■ PROBLEM STATEMENT
Type out the records that follow, exactly as given.

■ EXTRACTED DATA
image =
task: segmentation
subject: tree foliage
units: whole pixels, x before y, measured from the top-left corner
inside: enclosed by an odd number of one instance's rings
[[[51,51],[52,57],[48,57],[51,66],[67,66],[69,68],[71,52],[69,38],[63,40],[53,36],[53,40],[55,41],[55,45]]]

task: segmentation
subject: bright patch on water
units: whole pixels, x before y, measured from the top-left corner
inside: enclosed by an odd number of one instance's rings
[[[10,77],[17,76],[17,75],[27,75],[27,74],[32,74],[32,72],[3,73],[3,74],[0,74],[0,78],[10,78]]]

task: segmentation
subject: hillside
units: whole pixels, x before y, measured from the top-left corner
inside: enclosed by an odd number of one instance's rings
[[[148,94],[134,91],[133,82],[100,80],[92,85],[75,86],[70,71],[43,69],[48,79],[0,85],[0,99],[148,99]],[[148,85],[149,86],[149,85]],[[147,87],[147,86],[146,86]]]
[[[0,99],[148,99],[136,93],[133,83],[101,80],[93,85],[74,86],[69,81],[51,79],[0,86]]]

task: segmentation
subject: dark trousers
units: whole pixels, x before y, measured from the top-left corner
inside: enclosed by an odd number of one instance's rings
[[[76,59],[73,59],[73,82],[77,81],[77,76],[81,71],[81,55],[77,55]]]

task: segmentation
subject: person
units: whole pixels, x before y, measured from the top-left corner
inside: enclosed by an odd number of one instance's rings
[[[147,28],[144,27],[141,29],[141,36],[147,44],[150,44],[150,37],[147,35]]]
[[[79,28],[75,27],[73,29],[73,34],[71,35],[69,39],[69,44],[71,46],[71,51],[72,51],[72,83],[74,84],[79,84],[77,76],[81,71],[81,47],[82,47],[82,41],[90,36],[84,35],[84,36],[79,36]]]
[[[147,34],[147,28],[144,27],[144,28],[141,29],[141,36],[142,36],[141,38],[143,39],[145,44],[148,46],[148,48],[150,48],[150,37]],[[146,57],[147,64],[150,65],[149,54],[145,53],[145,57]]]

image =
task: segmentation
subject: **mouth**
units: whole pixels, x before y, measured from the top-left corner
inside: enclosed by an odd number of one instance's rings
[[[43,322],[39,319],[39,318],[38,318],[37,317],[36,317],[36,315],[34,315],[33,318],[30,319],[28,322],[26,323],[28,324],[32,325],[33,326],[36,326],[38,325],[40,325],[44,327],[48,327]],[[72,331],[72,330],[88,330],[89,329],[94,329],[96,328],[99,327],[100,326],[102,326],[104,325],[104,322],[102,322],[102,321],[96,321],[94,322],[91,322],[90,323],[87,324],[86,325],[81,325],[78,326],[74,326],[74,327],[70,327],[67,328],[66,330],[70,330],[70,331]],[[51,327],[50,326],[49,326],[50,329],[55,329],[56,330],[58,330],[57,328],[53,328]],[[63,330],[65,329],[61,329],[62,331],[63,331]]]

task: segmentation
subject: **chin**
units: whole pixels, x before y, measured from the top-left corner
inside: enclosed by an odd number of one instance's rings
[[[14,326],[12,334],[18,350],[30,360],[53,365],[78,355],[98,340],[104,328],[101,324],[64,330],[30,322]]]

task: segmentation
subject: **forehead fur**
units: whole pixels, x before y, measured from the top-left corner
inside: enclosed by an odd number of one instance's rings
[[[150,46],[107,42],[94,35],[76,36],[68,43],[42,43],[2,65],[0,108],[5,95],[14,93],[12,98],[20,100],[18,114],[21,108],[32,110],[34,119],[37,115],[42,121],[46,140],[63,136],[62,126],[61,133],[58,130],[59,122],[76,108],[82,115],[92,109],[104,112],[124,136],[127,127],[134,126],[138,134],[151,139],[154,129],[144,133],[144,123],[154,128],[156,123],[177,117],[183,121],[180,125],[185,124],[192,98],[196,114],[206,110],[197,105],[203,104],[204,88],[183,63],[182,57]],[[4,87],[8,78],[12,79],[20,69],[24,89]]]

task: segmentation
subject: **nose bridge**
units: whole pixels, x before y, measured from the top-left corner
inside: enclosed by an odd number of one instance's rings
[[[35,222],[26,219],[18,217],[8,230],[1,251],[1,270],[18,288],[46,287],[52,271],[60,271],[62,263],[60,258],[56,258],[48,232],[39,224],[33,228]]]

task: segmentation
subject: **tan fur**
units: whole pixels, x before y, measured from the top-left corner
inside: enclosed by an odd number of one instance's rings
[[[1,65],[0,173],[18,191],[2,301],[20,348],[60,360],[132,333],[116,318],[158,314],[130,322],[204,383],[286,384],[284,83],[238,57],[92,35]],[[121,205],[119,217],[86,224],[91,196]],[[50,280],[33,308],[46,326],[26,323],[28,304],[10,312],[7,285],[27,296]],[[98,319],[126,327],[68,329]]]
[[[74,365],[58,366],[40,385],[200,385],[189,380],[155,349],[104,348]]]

■ SOLUTION
image =
task: segmentation
subject: tree foliage
units: whole pixels, x before y, measured from the top-left corner
inside: enclosed by an odd number of one instance's rings
[[[51,51],[52,57],[48,57],[51,66],[67,66],[69,68],[71,52],[69,38],[63,40],[53,36],[53,40],[55,41],[55,45]]]

task: segmentation
subject: bright patch on water
units: whole pixels, x before y, measured from the top-left corner
inside: enclosed by an odd number of one instance's rings
[[[10,77],[17,76],[17,75],[27,75],[27,74],[32,74],[32,72],[3,73],[3,74],[0,74],[0,78],[10,78]]]

task: segmentation
subject: hillside
units: whole pixels, x before y, measured from the top-left corner
inside: enclosed by an odd number of one instance's rings
[[[148,94],[134,91],[133,82],[100,80],[92,85],[75,86],[70,71],[43,69],[48,79],[0,85],[0,99],[148,99]],[[148,85],[149,86],[149,85]],[[147,87],[147,86],[146,86]]]
[[[0,99],[148,99],[136,93],[133,83],[101,80],[93,85],[74,86],[69,81],[51,79],[0,86]]]

task: segmentation
subject: dark trousers
units: whole pixels, x before y, measured from the top-left corner
inside: enclosed by an odd number of one instance's rings
[[[76,59],[73,59],[73,82],[77,81],[77,76],[81,71],[81,55],[77,55]]]

task: segmentation
subject: person
units: whole pixels, x before y, measured from the top-left corner
inside: enclosed by an odd number of one instance's rings
[[[147,28],[144,27],[141,29],[141,36],[147,44],[150,44],[150,37],[147,35]]]
[[[79,28],[75,27],[73,29],[73,34],[71,35],[69,39],[69,44],[71,46],[71,51],[72,51],[72,83],[74,84],[79,84],[77,76],[81,71],[81,47],[82,47],[82,41],[90,36],[84,35],[84,36],[79,36]]]
[[[147,34],[147,28],[144,27],[144,28],[141,29],[141,36],[142,36],[141,38],[143,39],[145,44],[148,46],[148,48],[150,48],[150,37]],[[146,57],[147,64],[150,65],[149,54],[145,53],[145,57]]]

image =
task: segmentation
subject: **mouth**
units: whole pixels, x before y, measured from the top-left corner
inside: enclosed by an odd number of one instance's rings
[[[43,322],[39,319],[39,318],[38,318],[37,317],[36,317],[36,315],[34,315],[33,318],[30,319],[28,322],[26,323],[28,324],[32,325],[33,326],[36,326],[38,325],[40,325],[44,327],[48,327]],[[72,331],[72,330],[88,330],[89,329],[94,329],[96,328],[99,327],[100,326],[102,326],[104,325],[104,322],[102,322],[102,321],[96,321],[94,322],[91,322],[90,323],[87,324],[86,325],[81,325],[78,326],[74,326],[74,327],[70,327],[67,328],[66,330],[70,330],[70,331]],[[51,327],[50,326],[49,326],[50,329],[55,329],[56,330],[58,330],[57,328],[53,328]],[[63,330],[65,329],[61,329],[62,331],[63,331]]]

task: segmentation
subject: **chin**
units: whole pixels, x before y, measured from the top-left corner
inside: enclosed by an odd number of one instance's rings
[[[14,326],[12,334],[18,350],[30,360],[53,365],[78,355],[98,340],[104,328],[101,324],[64,330],[30,322]]]

task: segmentation
subject: **forehead fur**
units: whole pixels, x before y, measured from the top-left corner
inside: enclosed by an odd number of one instance's rings
[[[150,46],[107,42],[94,35],[76,36],[68,43],[42,43],[2,65],[0,108],[5,95],[14,93],[12,98],[20,100],[18,114],[21,108],[32,110],[34,119],[37,115],[42,121],[46,140],[63,136],[62,126],[61,133],[58,130],[59,122],[76,108],[82,115],[92,109],[104,112],[124,136],[127,127],[134,126],[138,134],[151,139],[154,129],[144,133],[144,123],[154,128],[156,123],[177,117],[183,121],[180,125],[185,124],[192,98],[196,114],[206,110],[197,105],[203,104],[204,88],[183,63],[182,57]],[[4,87],[8,78],[12,79],[20,69],[24,89]]]

task: segmentation
subject: **nose bridge**
units: whole pixels, x before y, measured from the top-left corner
inside: enclosed by an odd number of one instance's rings
[[[35,222],[26,219],[18,217],[8,230],[1,251],[1,270],[18,288],[46,287],[52,271],[60,271],[62,263],[60,258],[56,258],[48,232],[39,224],[33,228]]]

task: segmentation
subject: **tan fur**
units: whole pixels, x before y, measured from the top-left corner
inside: enclosed by an odd number of one instance's rings
[[[1,65],[0,173],[18,191],[2,301],[20,348],[60,360],[132,333],[116,318],[158,314],[130,322],[204,383],[286,384],[284,83],[238,57],[92,35]],[[121,205],[119,217],[86,224],[91,196]],[[50,280],[33,308],[46,326],[26,323],[28,304],[10,312],[7,285],[27,296]],[[98,319],[126,327],[68,329]]]
[[[74,365],[58,366],[40,385],[200,385],[189,380],[155,349],[104,348]]]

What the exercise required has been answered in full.